* EXERCISE PASSAGE *
The composition of inorganic elements (iron, calcium, aluminum, magnesium, potassium, manganese) and sulfur in the ash were determined by inductively coupled plasma mass spectrometry (ICP-MS, PlasmaQuant MS, Analytikjena). The ashed sample is in a powder state. The sample processing for ICP-MS analysis is as follows: (1) 40 mg sample is accurately weighed and placed in Teflon sample dissolving bomb; (2) 0.5 ml high-purity HNO3 and 1 ml high-purity HF are added successively and slowly; (3) Put Teflon sample dissolving bullet into digestion bomb, put it in the 190 ℃ oven after tightening for more than 48 h; (4) Cool the sample dissolving bullet, and then add 5 ml 30% HNO3, put Teflon sample dissolving bullet into steel sleeve again, tighten it and put it in 150 ℃ oven overnight; (5) Transfer the solution into polyethylene plastic bottle, add Rh internal standard, and dilute it to 100 g with 2% HNO3 for ICP-MS test. Rh internal standard was added to effectively correct instrument drift. The weight of solution was used to ensure the dilution multiple and avoid the error of volume calculation.

The elements C, H, N, S, and O of wood samples were analyzed by means of the Vario MACRO cube elemental analyzer from Elementar. Reaction conditions: the Analyzer’s O2 gas output pressure was set at 0.20–0.22 Mpa; He gas output pressure at 0.12–0.13 Mpa; combustion tube temperature at 1150 °C, reduction tube temperature at 850 °C.

Fourier transform infrared(FTIR) spectroscopy was collected on a Nicolet 670 infrared spectrometer. 2 mg of wood sample was taken, mixed with potassium bromide in the ratio of 1:100, and pressed into tablets.

* INFORMATION *
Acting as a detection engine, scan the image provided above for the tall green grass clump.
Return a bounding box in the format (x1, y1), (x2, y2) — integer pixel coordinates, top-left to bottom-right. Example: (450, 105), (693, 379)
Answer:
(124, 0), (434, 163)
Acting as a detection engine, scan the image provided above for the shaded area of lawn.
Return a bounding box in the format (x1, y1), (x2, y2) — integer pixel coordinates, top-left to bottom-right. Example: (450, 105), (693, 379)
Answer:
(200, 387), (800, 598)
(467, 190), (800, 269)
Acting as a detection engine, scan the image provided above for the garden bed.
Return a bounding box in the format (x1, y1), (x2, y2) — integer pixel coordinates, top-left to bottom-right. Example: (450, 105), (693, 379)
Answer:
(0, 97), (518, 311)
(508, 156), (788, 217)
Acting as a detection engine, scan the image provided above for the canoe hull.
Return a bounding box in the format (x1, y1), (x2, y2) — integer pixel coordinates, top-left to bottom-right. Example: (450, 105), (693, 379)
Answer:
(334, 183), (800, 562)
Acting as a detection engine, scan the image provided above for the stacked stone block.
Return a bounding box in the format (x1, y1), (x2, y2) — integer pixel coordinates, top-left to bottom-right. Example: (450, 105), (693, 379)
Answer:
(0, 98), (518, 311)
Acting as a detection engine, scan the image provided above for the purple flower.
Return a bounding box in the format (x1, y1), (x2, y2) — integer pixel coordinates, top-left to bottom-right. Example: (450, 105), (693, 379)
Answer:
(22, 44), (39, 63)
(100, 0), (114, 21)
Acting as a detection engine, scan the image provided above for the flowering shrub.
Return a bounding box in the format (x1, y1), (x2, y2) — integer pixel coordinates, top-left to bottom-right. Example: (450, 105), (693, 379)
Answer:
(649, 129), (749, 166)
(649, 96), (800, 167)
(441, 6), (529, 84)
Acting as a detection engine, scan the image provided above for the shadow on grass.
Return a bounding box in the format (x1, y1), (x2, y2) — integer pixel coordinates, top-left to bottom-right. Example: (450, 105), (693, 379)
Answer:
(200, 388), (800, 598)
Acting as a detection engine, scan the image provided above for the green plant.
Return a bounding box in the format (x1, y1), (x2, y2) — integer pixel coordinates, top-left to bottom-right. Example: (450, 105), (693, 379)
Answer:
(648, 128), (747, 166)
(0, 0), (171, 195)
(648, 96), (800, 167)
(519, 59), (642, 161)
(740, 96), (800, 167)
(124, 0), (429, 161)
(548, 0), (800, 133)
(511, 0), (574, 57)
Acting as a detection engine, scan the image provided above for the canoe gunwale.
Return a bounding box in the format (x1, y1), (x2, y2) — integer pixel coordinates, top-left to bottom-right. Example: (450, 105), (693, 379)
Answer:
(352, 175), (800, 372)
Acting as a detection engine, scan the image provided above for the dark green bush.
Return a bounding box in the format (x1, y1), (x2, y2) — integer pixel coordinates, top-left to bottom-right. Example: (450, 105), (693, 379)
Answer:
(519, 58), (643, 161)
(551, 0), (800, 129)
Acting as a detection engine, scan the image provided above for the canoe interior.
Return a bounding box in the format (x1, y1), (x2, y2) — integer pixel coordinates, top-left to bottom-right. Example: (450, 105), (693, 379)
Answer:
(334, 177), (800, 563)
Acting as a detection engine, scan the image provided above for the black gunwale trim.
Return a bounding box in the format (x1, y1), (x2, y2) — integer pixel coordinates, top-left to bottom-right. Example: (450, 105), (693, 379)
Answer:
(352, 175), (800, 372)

* CHECK YOUR UNDERSTANDING *
1: Reproduce word for word the portion of the methods text that begins at the words "The elements C, H, N, S, and" and stops after the words "pressed into tablets.".
2: Render this sentence from the methods text into Spanish: "Rh internal standard was added to effectively correct instrument drift."
3: Using the methods text, answer each question briefly.
(a) How much sample is weighed for the ICP-MS analysis?
(b) At what temperature was the combustion tube of the elemental analyzer set?
(c) In what ratio was the wood sample mixed with potassium bromide for FTIR spectroscopy?
Base every response solely on the methods text.

* PER-TASK ANSWERS *
1:
The elements C, H, N, S, and O of wood samples were analyzed by means of the Vario MACRO cube elemental analyzer from Elementar. Reaction conditions: the Analyzer’s O2 gas output pressure was set at 0.20–0.22 Mpa; He gas output pressure at 0.12–0.13 Mpa; combustion tube temperature at 1150 °C, reduction tube temperature at 850 °C.

Fourier transform infrared(FTIR) spectroscopy was collected on a Nicolet 670 infrared spectrometer. 2 mg of wood sample was taken, mixed with potassium bromide in the ratio of 1:100, and pressed into tablets.

2: Se añadió el patrón interno de Rh para corregir eficazmente la deriva del instrumento.

3:
(a) 40 mg
(b) 1150 °C
(c) 1:100